### Task
In the records below, take the line containing "Target: white sock" and every line following it, and write them out exactly.

### Records from a data collection
◆ ◆ ◆ ◆ ◆ ◆ ◆
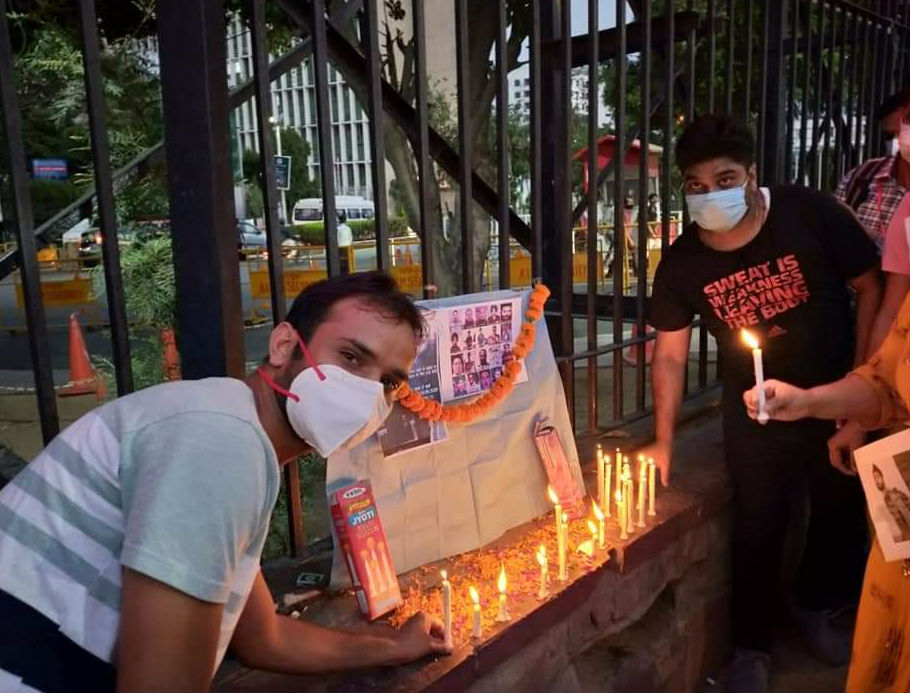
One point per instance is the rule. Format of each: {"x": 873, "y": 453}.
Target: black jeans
{"x": 768, "y": 465}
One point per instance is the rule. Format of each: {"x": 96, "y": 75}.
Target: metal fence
{"x": 808, "y": 74}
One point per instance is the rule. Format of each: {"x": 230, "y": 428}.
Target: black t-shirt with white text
{"x": 788, "y": 286}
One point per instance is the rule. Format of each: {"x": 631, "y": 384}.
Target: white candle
{"x": 544, "y": 590}
{"x": 601, "y": 528}
{"x": 642, "y": 482}
{"x": 752, "y": 343}
{"x": 621, "y": 515}
{"x": 503, "y": 614}
{"x": 608, "y": 485}
{"x": 446, "y": 607}
{"x": 476, "y": 632}
{"x": 652, "y": 485}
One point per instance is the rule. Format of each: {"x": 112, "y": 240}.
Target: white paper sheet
{"x": 483, "y": 480}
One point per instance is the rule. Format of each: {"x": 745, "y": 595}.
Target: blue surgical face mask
{"x": 718, "y": 211}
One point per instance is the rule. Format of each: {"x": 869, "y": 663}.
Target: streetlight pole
{"x": 282, "y": 208}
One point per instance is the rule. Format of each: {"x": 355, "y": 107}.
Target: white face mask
{"x": 903, "y": 142}
{"x": 718, "y": 211}
{"x": 330, "y": 408}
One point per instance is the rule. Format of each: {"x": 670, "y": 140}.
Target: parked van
{"x": 353, "y": 206}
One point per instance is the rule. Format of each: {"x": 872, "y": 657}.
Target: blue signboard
{"x": 50, "y": 169}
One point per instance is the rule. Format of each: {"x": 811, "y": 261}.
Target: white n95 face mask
{"x": 718, "y": 211}
{"x": 330, "y": 408}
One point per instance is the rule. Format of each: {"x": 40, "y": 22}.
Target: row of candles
{"x": 601, "y": 507}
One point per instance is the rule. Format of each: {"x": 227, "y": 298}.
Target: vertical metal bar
{"x": 816, "y": 173}
{"x": 667, "y": 158}
{"x": 592, "y": 235}
{"x": 502, "y": 143}
{"x": 804, "y": 102}
{"x": 536, "y": 142}
{"x": 731, "y": 33}
{"x": 113, "y": 281}
{"x": 424, "y": 167}
{"x": 829, "y": 104}
{"x": 465, "y": 147}
{"x": 712, "y": 51}
{"x": 370, "y": 38}
{"x": 192, "y": 53}
{"x": 324, "y": 130}
{"x": 619, "y": 228}
{"x": 24, "y": 229}
{"x": 750, "y": 28}
{"x": 644, "y": 161}
{"x": 791, "y": 101}
{"x": 270, "y": 197}
{"x": 763, "y": 101}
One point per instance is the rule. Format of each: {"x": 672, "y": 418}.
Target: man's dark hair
{"x": 893, "y": 103}
{"x": 376, "y": 289}
{"x": 713, "y": 136}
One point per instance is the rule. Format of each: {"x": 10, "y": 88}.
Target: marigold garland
{"x": 431, "y": 410}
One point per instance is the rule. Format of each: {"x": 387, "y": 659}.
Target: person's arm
{"x": 266, "y": 640}
{"x": 868, "y": 290}
{"x": 167, "y": 639}
{"x": 668, "y": 372}
{"x": 896, "y": 289}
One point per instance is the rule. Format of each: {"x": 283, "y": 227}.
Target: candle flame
{"x": 748, "y": 338}
{"x": 554, "y": 499}
{"x": 586, "y": 547}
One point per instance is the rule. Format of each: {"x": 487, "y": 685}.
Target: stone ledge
{"x": 674, "y": 571}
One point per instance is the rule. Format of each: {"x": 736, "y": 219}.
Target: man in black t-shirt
{"x": 779, "y": 262}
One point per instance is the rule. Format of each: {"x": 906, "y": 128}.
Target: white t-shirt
{"x": 176, "y": 481}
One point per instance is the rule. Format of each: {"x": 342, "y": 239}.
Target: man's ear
{"x": 283, "y": 343}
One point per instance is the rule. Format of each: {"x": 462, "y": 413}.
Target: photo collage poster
{"x": 404, "y": 430}
{"x": 475, "y": 343}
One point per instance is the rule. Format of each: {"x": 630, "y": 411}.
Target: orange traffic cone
{"x": 83, "y": 379}
{"x": 171, "y": 356}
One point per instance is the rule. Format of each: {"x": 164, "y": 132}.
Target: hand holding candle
{"x": 750, "y": 341}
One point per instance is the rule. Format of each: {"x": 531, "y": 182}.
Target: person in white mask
{"x": 130, "y": 546}
{"x": 779, "y": 261}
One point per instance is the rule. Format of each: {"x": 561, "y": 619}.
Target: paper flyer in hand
{"x": 884, "y": 469}
{"x": 475, "y": 342}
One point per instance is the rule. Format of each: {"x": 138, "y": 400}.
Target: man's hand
{"x": 842, "y": 444}
{"x": 783, "y": 402}
{"x": 420, "y": 636}
{"x": 662, "y": 452}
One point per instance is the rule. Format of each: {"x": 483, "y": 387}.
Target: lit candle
{"x": 608, "y": 484}
{"x": 652, "y": 485}
{"x": 476, "y": 632}
{"x": 544, "y": 590}
{"x": 503, "y": 614}
{"x": 447, "y": 607}
{"x": 560, "y": 535}
{"x": 563, "y": 568}
{"x": 642, "y": 483}
{"x": 621, "y": 514}
{"x": 601, "y": 529}
{"x": 752, "y": 343}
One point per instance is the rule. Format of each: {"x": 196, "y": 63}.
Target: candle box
{"x": 365, "y": 549}
{"x": 559, "y": 474}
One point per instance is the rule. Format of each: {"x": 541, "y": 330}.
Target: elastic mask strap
{"x": 275, "y": 386}
{"x": 309, "y": 359}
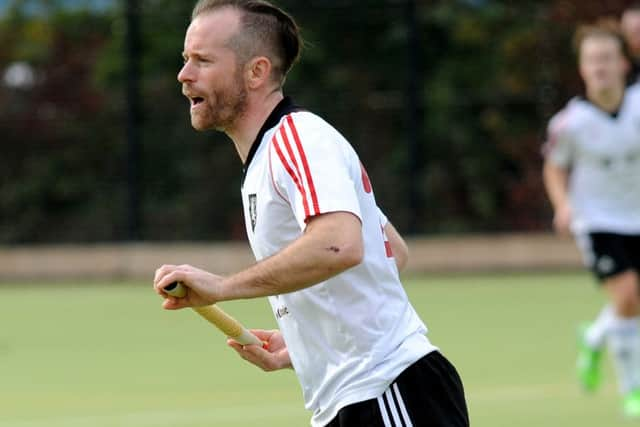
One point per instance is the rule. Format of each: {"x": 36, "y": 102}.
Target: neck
{"x": 246, "y": 128}
{"x": 609, "y": 100}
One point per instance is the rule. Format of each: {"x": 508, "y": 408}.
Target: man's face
{"x": 602, "y": 64}
{"x": 631, "y": 29}
{"x": 211, "y": 77}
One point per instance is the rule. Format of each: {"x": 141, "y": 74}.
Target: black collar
{"x": 284, "y": 107}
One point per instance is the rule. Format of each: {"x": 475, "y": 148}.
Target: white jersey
{"x": 602, "y": 152}
{"x": 350, "y": 336}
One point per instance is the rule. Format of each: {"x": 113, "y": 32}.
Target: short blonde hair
{"x": 265, "y": 30}
{"x": 603, "y": 28}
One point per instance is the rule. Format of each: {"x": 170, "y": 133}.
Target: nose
{"x": 186, "y": 73}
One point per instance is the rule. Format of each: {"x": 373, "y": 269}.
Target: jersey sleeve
{"x": 311, "y": 169}
{"x": 559, "y": 145}
{"x": 383, "y": 218}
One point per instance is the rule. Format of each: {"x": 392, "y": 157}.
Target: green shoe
{"x": 631, "y": 404}
{"x": 588, "y": 366}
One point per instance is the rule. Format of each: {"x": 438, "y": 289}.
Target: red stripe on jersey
{"x": 305, "y": 165}
{"x": 292, "y": 175}
{"x": 273, "y": 182}
{"x": 287, "y": 145}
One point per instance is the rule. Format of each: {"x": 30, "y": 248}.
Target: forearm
{"x": 556, "y": 183}
{"x": 398, "y": 246}
{"x": 311, "y": 259}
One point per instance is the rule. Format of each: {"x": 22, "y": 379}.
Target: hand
{"x": 562, "y": 219}
{"x": 203, "y": 288}
{"x": 275, "y": 357}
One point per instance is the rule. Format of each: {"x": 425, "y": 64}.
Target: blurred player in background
{"x": 630, "y": 24}
{"x": 328, "y": 259}
{"x": 592, "y": 176}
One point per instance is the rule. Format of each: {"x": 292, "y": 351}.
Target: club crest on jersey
{"x": 253, "y": 210}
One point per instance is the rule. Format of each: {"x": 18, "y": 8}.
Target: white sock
{"x": 623, "y": 341}
{"x": 597, "y": 332}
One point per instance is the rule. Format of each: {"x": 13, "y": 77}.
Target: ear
{"x": 258, "y": 72}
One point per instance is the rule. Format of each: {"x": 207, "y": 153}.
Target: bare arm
{"x": 331, "y": 244}
{"x": 398, "y": 246}
{"x": 556, "y": 181}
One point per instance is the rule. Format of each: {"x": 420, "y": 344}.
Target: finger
{"x": 162, "y": 271}
{"x": 246, "y": 355}
{"x": 173, "y": 276}
{"x": 173, "y": 303}
{"x": 262, "y": 334}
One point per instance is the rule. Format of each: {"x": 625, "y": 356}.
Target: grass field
{"x": 106, "y": 355}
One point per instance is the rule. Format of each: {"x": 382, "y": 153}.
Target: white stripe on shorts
◆ ◆ ◆ ◆ ◆ ◆ ◆
### Worked solution
Target: white sock
{"x": 623, "y": 341}
{"x": 597, "y": 332}
One point per instance is the rule. Format of each: {"x": 13, "y": 77}.
Target: ear
{"x": 258, "y": 72}
One point per instance is the rule. Format of each: {"x": 207, "y": 153}.
Target: bare arm
{"x": 331, "y": 244}
{"x": 398, "y": 246}
{"x": 556, "y": 181}
One point per instance is the rule. Format of each: {"x": 420, "y": 344}.
Target: finger
{"x": 162, "y": 271}
{"x": 246, "y": 355}
{"x": 173, "y": 276}
{"x": 173, "y": 303}
{"x": 262, "y": 334}
One point per instance is the rule. Format of each: {"x": 625, "y": 356}.
Target: grass field
{"x": 106, "y": 355}
One point per instance is the rule. Format of each: {"x": 382, "y": 153}.
Target: white stripe on shorts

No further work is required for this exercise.